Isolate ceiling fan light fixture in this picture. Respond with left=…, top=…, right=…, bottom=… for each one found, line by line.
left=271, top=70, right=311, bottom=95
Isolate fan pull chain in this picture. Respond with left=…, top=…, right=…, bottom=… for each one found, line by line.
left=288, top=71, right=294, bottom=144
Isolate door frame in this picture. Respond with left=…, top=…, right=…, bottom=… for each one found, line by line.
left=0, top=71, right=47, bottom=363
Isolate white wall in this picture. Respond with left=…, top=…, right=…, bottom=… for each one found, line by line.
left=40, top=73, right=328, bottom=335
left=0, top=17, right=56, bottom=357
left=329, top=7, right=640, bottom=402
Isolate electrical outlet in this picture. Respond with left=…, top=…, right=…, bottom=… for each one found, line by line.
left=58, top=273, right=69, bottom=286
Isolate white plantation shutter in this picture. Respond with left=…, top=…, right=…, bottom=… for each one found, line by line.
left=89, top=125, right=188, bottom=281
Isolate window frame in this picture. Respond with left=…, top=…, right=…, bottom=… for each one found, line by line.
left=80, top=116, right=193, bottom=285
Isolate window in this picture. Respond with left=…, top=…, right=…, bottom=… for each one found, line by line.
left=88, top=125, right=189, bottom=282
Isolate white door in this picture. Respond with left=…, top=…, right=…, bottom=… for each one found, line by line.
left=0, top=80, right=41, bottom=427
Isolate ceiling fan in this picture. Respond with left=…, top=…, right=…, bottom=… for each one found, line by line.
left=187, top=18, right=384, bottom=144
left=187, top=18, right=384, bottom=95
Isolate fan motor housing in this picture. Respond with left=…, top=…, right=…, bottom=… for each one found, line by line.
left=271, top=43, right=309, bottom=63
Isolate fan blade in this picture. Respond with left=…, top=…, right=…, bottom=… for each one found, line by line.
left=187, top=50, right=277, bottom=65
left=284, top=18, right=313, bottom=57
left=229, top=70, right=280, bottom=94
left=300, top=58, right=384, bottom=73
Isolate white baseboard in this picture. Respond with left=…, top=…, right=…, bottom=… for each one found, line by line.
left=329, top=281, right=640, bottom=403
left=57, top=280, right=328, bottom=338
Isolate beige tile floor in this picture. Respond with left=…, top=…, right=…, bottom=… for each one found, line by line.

---

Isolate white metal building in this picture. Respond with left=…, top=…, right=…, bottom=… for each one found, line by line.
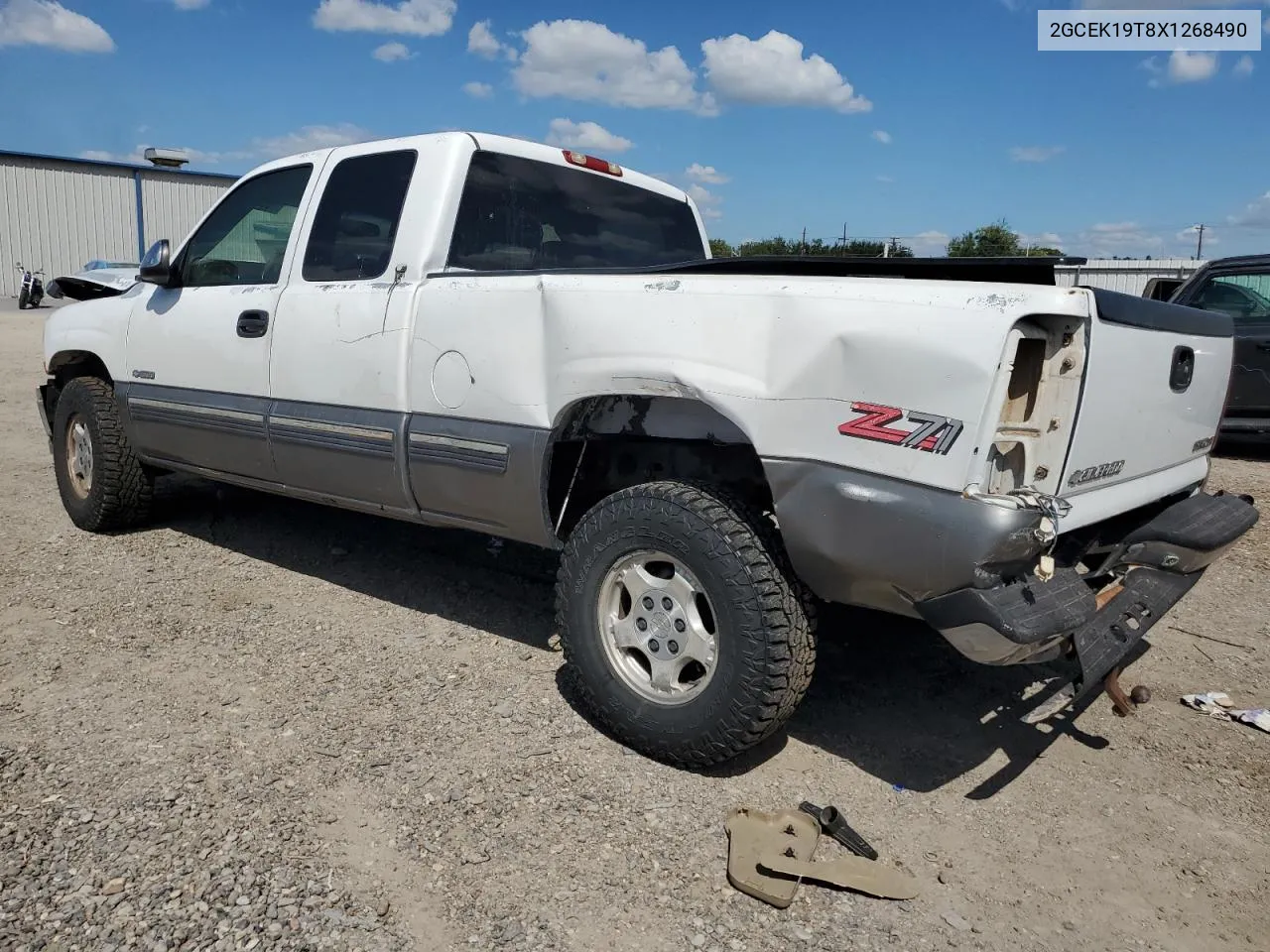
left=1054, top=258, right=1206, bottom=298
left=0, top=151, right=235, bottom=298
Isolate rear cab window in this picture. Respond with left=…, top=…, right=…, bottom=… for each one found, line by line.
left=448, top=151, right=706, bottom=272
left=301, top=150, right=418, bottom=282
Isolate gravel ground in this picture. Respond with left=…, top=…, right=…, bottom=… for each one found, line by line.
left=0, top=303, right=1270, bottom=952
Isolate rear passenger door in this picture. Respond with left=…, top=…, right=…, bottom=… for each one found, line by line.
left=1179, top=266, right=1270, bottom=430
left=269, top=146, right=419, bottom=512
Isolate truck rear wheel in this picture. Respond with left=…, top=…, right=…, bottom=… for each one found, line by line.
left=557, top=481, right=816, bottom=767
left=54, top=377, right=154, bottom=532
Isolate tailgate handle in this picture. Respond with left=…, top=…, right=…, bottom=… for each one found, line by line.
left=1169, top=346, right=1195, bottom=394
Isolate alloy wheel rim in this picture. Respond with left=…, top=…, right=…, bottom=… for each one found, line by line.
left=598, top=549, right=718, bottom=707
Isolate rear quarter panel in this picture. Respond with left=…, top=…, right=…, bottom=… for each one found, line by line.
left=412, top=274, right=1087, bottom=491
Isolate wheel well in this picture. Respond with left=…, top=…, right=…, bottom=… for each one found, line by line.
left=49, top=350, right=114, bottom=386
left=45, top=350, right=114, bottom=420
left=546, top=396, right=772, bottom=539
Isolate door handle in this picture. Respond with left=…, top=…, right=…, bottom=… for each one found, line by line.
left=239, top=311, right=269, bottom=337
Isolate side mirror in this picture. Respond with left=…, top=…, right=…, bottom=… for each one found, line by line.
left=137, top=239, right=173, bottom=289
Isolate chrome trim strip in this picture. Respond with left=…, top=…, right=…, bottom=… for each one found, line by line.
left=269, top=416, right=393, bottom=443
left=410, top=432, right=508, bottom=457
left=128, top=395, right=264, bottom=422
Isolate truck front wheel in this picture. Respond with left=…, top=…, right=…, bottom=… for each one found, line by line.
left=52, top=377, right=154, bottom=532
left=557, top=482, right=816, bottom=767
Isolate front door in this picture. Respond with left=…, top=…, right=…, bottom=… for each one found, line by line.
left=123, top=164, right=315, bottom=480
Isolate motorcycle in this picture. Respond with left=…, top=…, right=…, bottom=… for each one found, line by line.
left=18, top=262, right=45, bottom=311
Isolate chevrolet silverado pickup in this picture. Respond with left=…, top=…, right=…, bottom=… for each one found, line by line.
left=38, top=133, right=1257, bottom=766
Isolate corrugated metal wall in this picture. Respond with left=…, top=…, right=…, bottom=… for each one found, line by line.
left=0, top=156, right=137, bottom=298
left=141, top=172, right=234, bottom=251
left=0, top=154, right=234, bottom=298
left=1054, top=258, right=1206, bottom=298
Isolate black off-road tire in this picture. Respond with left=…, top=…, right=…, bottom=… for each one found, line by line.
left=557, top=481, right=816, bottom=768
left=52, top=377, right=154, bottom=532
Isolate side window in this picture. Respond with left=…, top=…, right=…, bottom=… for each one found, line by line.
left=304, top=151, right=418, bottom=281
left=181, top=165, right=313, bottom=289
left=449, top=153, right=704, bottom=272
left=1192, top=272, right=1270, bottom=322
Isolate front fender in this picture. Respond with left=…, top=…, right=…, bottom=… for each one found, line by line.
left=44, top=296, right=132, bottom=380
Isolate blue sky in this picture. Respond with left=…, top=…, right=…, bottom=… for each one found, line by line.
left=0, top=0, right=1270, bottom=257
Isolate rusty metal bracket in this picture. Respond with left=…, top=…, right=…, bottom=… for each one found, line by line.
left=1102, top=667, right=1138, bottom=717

---

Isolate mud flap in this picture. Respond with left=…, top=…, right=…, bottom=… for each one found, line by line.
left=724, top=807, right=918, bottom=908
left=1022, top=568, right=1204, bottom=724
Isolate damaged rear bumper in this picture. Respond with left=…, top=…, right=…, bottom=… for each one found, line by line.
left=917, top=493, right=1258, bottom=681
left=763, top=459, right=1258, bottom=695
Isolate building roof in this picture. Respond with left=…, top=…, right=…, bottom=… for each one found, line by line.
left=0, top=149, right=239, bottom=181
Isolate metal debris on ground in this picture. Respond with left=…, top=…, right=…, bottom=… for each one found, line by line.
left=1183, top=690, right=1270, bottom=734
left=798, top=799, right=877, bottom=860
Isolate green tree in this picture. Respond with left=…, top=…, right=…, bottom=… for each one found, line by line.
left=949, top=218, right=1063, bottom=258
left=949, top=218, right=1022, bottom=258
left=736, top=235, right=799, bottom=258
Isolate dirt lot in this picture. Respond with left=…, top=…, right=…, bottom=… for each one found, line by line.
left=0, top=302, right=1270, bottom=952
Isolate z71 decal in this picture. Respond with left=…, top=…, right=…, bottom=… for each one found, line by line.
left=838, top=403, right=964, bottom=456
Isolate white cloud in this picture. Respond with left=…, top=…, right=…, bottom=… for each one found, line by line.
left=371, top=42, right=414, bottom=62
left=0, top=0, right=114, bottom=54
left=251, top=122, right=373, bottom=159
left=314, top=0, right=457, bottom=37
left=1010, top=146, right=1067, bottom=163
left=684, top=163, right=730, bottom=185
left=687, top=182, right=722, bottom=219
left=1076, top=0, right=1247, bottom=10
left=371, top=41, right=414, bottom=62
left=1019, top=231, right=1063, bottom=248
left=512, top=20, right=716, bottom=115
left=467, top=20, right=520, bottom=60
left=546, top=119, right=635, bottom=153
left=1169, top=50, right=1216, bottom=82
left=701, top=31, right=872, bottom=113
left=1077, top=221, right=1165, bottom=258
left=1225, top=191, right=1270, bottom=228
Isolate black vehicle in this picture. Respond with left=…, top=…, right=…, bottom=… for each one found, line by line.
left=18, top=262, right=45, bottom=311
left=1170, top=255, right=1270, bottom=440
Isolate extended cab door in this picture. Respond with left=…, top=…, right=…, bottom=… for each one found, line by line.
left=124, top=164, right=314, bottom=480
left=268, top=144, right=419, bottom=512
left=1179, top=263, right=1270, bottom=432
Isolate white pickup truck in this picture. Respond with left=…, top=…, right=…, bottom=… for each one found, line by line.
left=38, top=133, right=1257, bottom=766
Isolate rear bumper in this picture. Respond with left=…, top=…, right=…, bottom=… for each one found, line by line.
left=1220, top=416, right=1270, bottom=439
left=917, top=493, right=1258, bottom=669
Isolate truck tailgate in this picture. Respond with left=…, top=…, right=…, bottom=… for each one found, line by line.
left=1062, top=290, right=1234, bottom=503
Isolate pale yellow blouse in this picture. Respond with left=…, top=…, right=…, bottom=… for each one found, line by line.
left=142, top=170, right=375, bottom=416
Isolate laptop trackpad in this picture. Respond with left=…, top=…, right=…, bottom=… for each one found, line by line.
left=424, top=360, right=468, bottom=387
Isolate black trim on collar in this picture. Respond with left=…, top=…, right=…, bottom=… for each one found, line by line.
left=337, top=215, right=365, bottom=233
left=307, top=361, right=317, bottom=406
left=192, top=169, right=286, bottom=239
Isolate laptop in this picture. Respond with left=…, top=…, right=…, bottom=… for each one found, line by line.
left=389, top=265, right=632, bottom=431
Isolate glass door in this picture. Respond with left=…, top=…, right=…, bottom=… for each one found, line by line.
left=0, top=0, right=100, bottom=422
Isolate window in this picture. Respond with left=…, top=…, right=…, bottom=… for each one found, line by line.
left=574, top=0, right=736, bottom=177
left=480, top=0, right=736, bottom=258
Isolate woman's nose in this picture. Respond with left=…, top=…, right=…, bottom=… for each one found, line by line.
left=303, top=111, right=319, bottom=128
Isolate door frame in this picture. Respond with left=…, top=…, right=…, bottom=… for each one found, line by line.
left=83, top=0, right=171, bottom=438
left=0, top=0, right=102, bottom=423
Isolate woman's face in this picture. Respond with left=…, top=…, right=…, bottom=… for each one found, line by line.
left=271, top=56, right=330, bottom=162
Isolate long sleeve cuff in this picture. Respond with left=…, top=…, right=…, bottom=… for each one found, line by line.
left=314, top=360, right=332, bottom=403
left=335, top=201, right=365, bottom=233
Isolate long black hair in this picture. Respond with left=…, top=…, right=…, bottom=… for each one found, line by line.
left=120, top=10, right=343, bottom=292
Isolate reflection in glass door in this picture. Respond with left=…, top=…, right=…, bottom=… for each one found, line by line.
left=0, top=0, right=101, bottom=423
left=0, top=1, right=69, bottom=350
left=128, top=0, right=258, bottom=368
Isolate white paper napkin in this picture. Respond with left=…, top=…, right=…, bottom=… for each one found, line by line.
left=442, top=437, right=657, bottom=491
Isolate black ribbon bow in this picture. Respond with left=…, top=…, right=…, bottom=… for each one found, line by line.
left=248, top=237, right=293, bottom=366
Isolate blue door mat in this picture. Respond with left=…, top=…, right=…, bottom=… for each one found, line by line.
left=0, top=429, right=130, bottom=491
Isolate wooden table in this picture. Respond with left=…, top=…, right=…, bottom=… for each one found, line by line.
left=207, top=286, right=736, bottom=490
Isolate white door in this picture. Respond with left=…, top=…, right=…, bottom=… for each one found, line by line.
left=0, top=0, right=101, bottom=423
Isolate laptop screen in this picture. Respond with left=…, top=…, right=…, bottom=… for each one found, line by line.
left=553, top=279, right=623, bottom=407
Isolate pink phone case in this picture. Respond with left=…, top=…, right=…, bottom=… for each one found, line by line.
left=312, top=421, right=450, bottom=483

---

练习任务:
请更新材料中的几行：从含有“Isolate ceiling fan light”的那一行开始，到含有“left=288, top=71, right=294, bottom=144”的那一行结束，首尾两行都算在内。把其中的“Isolate”全部改为“Locate”，其他内容一律不动，只写出这几行。

书面作答:
Locate ceiling fan light fixture in this picture. Respond with left=…, top=…, right=…, bottom=… for each one found, line by line.
left=271, top=70, right=311, bottom=95
Locate fan pull chain in this picture. Respond with left=…, top=…, right=…, bottom=… for each one found, line by line.
left=288, top=71, right=294, bottom=144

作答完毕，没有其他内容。